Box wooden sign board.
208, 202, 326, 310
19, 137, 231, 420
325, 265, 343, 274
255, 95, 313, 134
────────────────────────────────────────
WHAT THE TASK REQUIRES: Once you have read the records, output each one exactly as written.

EXERCISE RESPONSE:
Box wooden sign board.
208, 202, 326, 310
19, 137, 231, 420
325, 265, 343, 274
255, 95, 313, 134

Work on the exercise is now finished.